- **SUPPLIED MATERIAL**:

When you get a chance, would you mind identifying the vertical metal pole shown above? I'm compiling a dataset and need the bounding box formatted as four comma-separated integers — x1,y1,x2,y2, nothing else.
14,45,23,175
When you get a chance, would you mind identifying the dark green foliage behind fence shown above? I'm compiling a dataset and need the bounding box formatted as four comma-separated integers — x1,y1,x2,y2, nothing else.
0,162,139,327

--

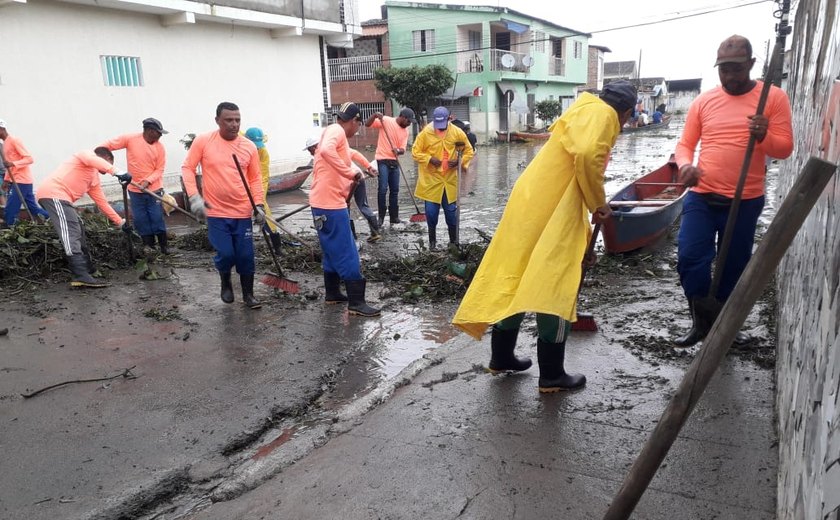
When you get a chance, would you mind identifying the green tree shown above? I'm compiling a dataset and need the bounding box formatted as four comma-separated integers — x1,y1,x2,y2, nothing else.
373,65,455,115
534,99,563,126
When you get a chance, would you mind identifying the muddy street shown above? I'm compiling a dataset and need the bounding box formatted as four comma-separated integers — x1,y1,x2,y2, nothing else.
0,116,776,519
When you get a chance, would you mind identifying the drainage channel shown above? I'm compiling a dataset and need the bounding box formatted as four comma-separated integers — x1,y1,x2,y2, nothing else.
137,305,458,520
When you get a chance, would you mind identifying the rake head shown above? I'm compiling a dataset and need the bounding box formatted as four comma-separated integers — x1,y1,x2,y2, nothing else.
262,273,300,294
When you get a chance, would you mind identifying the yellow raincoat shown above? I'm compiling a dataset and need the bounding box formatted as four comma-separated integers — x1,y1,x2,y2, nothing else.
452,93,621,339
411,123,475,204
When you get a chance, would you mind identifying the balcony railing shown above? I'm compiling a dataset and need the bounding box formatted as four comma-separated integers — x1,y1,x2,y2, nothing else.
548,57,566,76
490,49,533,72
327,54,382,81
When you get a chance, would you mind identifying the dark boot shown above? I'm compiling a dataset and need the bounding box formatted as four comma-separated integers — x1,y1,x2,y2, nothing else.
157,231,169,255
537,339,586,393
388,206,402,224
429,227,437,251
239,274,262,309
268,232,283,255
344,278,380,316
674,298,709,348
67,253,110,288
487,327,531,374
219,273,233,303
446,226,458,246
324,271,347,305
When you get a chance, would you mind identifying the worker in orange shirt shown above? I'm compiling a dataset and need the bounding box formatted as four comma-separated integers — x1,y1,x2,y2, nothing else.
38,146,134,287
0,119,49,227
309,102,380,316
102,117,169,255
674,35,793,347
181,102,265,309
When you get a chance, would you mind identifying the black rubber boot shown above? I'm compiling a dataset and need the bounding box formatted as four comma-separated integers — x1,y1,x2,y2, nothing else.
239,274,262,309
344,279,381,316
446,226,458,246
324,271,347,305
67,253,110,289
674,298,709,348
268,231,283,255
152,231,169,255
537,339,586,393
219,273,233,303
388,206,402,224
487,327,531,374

* * *

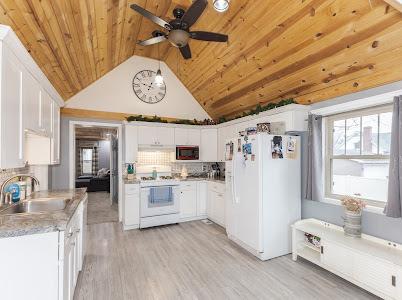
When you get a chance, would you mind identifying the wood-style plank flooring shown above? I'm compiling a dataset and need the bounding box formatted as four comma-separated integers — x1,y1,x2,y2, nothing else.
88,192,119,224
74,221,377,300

- **TASK GOAL**:
Give the data from the line containing "When you get a chance, would you mind identifying the worker" through the line containing "181,102,265,309" as a JSON list of strings, one string per line, leaving out blank lines. Include both end lines and nothing outside that span.

- **RESULT**:
[
  "When you get a chance, would you mind identifying the worker in orange shirt shown above? I'm compiling a dataset and need the bounding box formatted as four comma-separated integers — x1,y1,x2,y2, nothing else.",
  "38,146,134,287",
  "0,119,49,227",
  "309,102,380,316",
  "102,117,169,255",
  "674,35,793,347",
  "181,102,265,309"
]